= What you have to do =
Render every line of the items below as a Markdown table with two columns: Row, holding a running number, and Line, holding the line itself. Leave out blank lines.

= Available records =
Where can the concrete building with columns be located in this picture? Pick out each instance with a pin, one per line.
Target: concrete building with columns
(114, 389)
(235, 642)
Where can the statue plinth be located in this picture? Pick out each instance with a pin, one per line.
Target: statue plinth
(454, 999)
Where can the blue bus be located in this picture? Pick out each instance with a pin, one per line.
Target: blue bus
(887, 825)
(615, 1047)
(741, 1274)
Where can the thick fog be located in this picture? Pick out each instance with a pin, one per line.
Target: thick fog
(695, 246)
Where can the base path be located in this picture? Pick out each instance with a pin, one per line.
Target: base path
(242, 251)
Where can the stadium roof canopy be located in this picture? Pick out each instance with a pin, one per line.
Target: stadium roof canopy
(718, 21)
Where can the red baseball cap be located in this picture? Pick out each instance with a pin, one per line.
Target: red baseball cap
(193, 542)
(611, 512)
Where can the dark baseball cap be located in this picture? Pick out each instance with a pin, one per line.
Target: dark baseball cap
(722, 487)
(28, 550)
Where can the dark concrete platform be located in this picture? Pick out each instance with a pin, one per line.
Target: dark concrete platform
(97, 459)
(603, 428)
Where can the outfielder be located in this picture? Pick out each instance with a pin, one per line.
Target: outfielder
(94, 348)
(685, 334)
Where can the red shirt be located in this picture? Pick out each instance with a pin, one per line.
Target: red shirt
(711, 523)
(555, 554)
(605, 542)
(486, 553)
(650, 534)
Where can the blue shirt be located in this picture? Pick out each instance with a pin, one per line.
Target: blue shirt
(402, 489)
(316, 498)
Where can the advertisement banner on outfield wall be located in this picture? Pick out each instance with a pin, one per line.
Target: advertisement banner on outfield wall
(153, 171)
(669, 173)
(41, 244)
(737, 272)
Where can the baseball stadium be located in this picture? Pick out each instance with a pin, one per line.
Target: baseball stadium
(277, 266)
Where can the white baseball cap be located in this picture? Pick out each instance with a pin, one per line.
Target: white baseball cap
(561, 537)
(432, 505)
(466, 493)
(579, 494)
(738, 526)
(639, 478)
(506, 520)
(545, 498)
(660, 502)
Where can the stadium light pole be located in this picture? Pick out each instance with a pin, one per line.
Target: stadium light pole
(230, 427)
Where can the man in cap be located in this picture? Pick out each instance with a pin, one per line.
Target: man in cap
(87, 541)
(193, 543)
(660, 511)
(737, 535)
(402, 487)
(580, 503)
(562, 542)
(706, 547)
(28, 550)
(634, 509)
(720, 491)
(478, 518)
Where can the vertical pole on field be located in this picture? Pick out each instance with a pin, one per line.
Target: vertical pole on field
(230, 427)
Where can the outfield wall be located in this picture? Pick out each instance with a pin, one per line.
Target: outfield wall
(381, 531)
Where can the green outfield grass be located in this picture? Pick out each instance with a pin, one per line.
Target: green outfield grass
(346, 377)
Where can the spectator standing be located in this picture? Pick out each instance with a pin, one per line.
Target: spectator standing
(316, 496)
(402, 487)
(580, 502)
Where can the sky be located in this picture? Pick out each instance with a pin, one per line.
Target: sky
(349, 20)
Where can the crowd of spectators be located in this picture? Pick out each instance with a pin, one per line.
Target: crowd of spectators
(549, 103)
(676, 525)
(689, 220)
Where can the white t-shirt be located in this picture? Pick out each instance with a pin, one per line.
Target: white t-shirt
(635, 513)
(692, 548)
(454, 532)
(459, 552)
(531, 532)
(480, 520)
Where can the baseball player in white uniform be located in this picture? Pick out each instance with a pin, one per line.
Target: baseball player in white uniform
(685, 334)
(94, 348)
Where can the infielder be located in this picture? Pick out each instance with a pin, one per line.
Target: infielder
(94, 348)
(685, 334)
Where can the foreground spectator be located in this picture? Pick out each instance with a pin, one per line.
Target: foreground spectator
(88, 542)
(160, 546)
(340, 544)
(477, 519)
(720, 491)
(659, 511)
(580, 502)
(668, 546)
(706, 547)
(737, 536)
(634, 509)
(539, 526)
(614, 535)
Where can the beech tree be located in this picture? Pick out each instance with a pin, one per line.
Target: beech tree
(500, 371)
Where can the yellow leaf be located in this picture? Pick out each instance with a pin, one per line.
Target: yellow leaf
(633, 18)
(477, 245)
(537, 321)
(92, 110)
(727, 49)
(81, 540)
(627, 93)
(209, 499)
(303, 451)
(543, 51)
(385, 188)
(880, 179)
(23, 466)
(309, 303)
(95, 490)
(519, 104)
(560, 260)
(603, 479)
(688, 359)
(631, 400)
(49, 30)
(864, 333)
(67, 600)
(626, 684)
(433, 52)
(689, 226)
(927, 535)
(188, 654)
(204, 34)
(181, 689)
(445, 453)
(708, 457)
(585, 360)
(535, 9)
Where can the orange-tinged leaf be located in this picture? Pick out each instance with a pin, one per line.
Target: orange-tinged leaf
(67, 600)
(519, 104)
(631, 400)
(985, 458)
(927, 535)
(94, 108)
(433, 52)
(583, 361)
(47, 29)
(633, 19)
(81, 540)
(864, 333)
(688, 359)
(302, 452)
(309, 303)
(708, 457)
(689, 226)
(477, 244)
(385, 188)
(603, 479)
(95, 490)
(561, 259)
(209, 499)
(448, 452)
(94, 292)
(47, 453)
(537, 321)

= Result of the exercise =
| Row | Line |
|---|---|
| 1 | Where can the concrete building with columns be located in this picture? Pick out each instance with a pin, one per line. |
| 2 | Target: concrete building with columns |
| 3 | (114, 389) |
| 4 | (235, 642) |
| 5 | Where can the statue plinth be located in this picture? Pick out each instance with a pin, one per line. |
| 6 | Target: statue plinth |
| 7 | (454, 999) |
| 8 | Where can the blue bus be located in this picture? Pick out each instance with a pin, one per line. |
| 9 | Target: blue bus |
| 10 | (887, 825) |
| 11 | (615, 1047) |
| 12 | (741, 1274) |
| 13 | Where can the thick fog be located in this picture? Pick out each instance with a pin, one per line. |
| 14 | Target: thick fog |
| 15 | (695, 246) |
| 16 | Where can the base path be located in this picture? Pick out each instance with a pin, one per line. |
| 17 | Target: base path |
| 18 | (242, 251) |
| 19 | Where can the stadium roof canopy be located in this picture? Pick out each instance with a pin, one per line. |
| 20 | Target: stadium roof canopy |
| 21 | (718, 21) |
| 22 | Where can the red baseball cap be located in this picture? Pick out each instance with a pin, one per line. |
| 23 | Target: red baseball cap |
| 24 | (193, 542) |
| 25 | (611, 512) |
| 26 | Where can the dark baseball cap be located in this picture? Pick out each instance with a pin, one per line. |
| 27 | Target: dark baseball cap |
| 28 | (722, 487) |
| 29 | (28, 550) |
| 30 | Where can the dark concrete platform be located in this picture? Pick out each instance with a pin, one per line. |
| 31 | Target: dark concrete platform |
| 32 | (97, 459) |
| 33 | (603, 428) |
| 34 | Where can the outfielder be located in this picture? Pick out each instance with a pin, one per line. |
| 35 | Target: outfielder |
| 36 | (94, 348) |
| 37 | (685, 334) |
| 38 | Where can the red shirt be located in this picture? Pick out each instance with a pin, one per line. |
| 39 | Target: red shirt |
| 40 | (711, 523) |
| 41 | (555, 554) |
| 42 | (605, 542) |
| 43 | (486, 553) |
| 44 | (650, 534) |
| 45 | Where can the blue shirt be located in this picture? Pick out each instance with a pin, one per line. |
| 46 | Target: blue shirt |
| 47 | (402, 489) |
| 48 | (316, 498) |
| 49 | Where can the advertisement banner on outfield wall be located in this picture? Pick out each instance with a pin, one per line. |
| 50 | Target: advertisement banner on outfield wall |
| 51 | (153, 171) |
| 52 | (669, 173) |
| 53 | (41, 244) |
| 54 | (737, 272) |
| 55 | Where can the baseball stadium be located in this picture? Pick out each instance with a pin, one per line. |
| 56 | Target: baseball stadium |
| 57 | (277, 266) |
| 58 | Where can the white baseball cap be located in this picture? Pick out each instance with a pin, one per line. |
| 59 | Target: white baseball cap |
| 60 | (561, 537) |
| 61 | (432, 505) |
| 62 | (466, 493) |
| 63 | (579, 494) |
| 64 | (738, 526) |
| 65 | (639, 478) |
| 66 | (506, 520) |
| 67 | (545, 498) |
| 68 | (660, 502) |
| 69 | Where can the stadium light pole be located in this picture? Pick out each instance with a pin, one per line. |
| 70 | Target: stadium light pole |
| 71 | (230, 427) |
| 72 | Where can the man in cap be located in this picture? Pick out each instance with a pin, one per line. |
| 73 | Target: man in cap |
| 74 | (87, 541) |
| 75 | (193, 543) |
| 76 | (660, 511) |
| 77 | (737, 535) |
| 78 | (402, 487) |
| 79 | (580, 503) |
| 80 | (562, 542) |
| 81 | (706, 547) |
| 82 | (28, 550) |
| 83 | (634, 509) |
| 84 | (720, 491) |
| 85 | (478, 518) |
| 86 | Where can the vertical pole on field be located in this picture? Pick out each instance with a pin, one per line. |
| 87 | Target: vertical pole on field |
| 88 | (230, 427) |
| 89 | Where can the outfield wall be located in this picture? Pick out each instance with a pin, one per line. |
| 90 | Target: outfield wall |
| 91 | (381, 531) |
| 92 | Where can the green outfield grass be located in this picture? Pick out each instance with a pin, one per line. |
| 93 | Target: green outfield grass |
| 94 | (346, 377) |
| 95 | Where can the spectator standing be located in this picture? Pick out each instance with a pin, one per line. |
| 96 | Target: spectator standing |
| 97 | (316, 496) |
| 98 | (402, 487) |
| 99 | (580, 502) |
| 100 | Where can the sky be located in this picture? Pick out each instance with a pin, one per line. |
| 101 | Target: sky |
| 102 | (349, 20) |
| 103 | Where can the crowd of spectators be located in this picture? Pick out each instance with a pin, one per line. |
| 104 | Target: crowd of spectators |
| 105 | (549, 103) |
| 106 | (676, 525) |
| 107 | (689, 220) |
| 108 | Where can the white t-shirt be located in this picture? Pick out each instance with a pin, one per line. |
| 109 | Target: white t-shirt |
| 110 | (635, 513) |
| 111 | (692, 548) |
| 112 | (454, 532) |
| 113 | (459, 552) |
| 114 | (531, 532) |
| 115 | (480, 520) |
| 116 | Where can the baseball player in white uniform be located in this picture? Pick out each instance with a pin, one per line. |
| 117 | Target: baseball player in white uniform |
| 118 | (685, 334) |
| 119 | (94, 348) |
| 120 | Where can the infielder be located in this picture? Pick out each instance with a pin, one per line. |
| 121 | Target: infielder |
| 122 | (94, 348) |
| 123 | (685, 334) |
| 124 | Where can the foreground spectator be located in this picture? Pick out each instance with a pin, one per line. |
| 125 | Target: foreground spectator |
| 126 | (88, 542) |
| 127 | (160, 546) |
| 128 | (340, 544) |
| 129 | (477, 519) |
| 130 | (720, 491) |
| 131 | (659, 511) |
| 132 | (580, 502) |
| 133 | (668, 546) |
| 134 | (706, 547) |
| 135 | (737, 536) |
| 136 | (634, 509) |
| 137 | (539, 526) |
| 138 | (614, 535) |
| 139 | Where can the beech tree be located in this picture? Pick out each instance with a pin, one per line. |
| 140 | Target: beech tree |
| 141 | (500, 371) |
| 142 | Where can the yellow leaf be located in this picture? Pick out each instance with a pin, one per line. |
| 143 | Target: yellow leaf |
| 144 | (633, 18) |
| 145 | (477, 245) |
| 146 | (537, 321) |
| 147 | (92, 110) |
| 148 | (727, 49) |
| 149 | (81, 540) |
| 150 | (627, 93) |
| 151 | (209, 499) |
| 152 | (303, 451) |
| 153 | (543, 51) |
| 154 | (385, 188) |
| 155 | (880, 179) |
| 156 | (23, 466) |
| 157 | (309, 303) |
| 158 | (95, 490) |
| 159 | (519, 104) |
| 160 | (560, 260) |
| 161 | (603, 479) |
| 162 | (688, 359) |
| 163 | (631, 400) |
| 164 | (49, 30) |
| 165 | (864, 333) |
| 166 | (67, 600) |
| 167 | (626, 684) |
| 168 | (433, 52) |
| 169 | (689, 226) |
| 170 | (927, 535) |
| 171 | (188, 654) |
| 172 | (204, 34) |
| 173 | (181, 689) |
| 174 | (445, 453) |
| 175 | (708, 457) |
| 176 | (585, 360) |
| 177 | (535, 9) |
| 178 | Where can the orange-tinged leaf be located in this picture? Pick out each instance with a pin, one per line. |
| 179 | Target: orange-tinged leaf |
| 180 | (67, 600) |
| 181 | (519, 104) |
| 182 | (631, 400) |
| 183 | (985, 458) |
| 184 | (927, 535) |
| 185 | (94, 108) |
| 186 | (433, 52) |
| 187 | (583, 361) |
| 188 | (47, 29) |
| 189 | (633, 19) |
| 190 | (81, 540) |
| 191 | (864, 333) |
| 192 | (688, 359) |
| 193 | (302, 452) |
| 194 | (309, 303) |
| 195 | (708, 457) |
| 196 | (689, 226) |
| 197 | (477, 244) |
| 198 | (385, 188) |
| 199 | (603, 479) |
| 200 | (95, 490) |
| 201 | (561, 259) |
| 202 | (209, 499) |
| 203 | (448, 452) |
| 204 | (94, 292) |
| 205 | (47, 453) |
| 206 | (537, 321) |